GOAL OF THE EXERCISE:
Whenever a line of the material contains the string "every", it should be copied.

GIVEN ENTRIES:
══════════════════════════════
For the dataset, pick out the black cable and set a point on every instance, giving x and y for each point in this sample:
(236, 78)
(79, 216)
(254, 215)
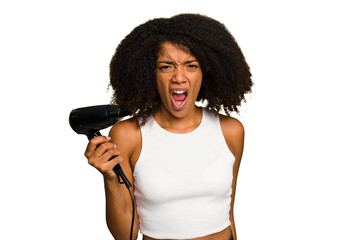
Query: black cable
══════════════════════════════
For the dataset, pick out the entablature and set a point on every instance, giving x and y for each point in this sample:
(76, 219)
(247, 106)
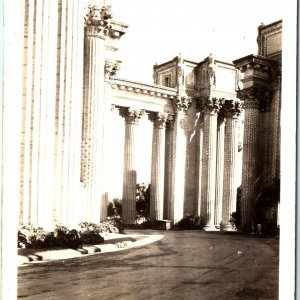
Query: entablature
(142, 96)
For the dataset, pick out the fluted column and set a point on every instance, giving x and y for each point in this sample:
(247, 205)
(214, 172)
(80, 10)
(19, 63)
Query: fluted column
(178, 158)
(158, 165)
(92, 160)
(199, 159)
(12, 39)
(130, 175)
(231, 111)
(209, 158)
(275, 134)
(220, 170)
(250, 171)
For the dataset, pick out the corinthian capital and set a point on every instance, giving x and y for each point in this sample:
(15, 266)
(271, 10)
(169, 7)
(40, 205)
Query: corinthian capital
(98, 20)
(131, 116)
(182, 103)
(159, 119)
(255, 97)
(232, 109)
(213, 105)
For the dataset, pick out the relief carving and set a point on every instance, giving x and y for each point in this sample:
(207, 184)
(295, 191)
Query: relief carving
══════════════════════════════
REPLY TO THE TASK:
For the dataset, pick out the black cable and set a point on every instance, giving x and y for each point in this sample:
For the dataset, pick out the entablature and set a point on every instance, giving x and y for each point in this sample:
For the dataset, pick out the fluted column and set a point on every instance, giving x and y for each point in this sample:
For the dataset, pick out the corinthian capital and set a point on every instance, giving x and y for each point in this sample:
For the dataset, pick out the relief carving and set a point on every instance, giving x and y for each point in this sample:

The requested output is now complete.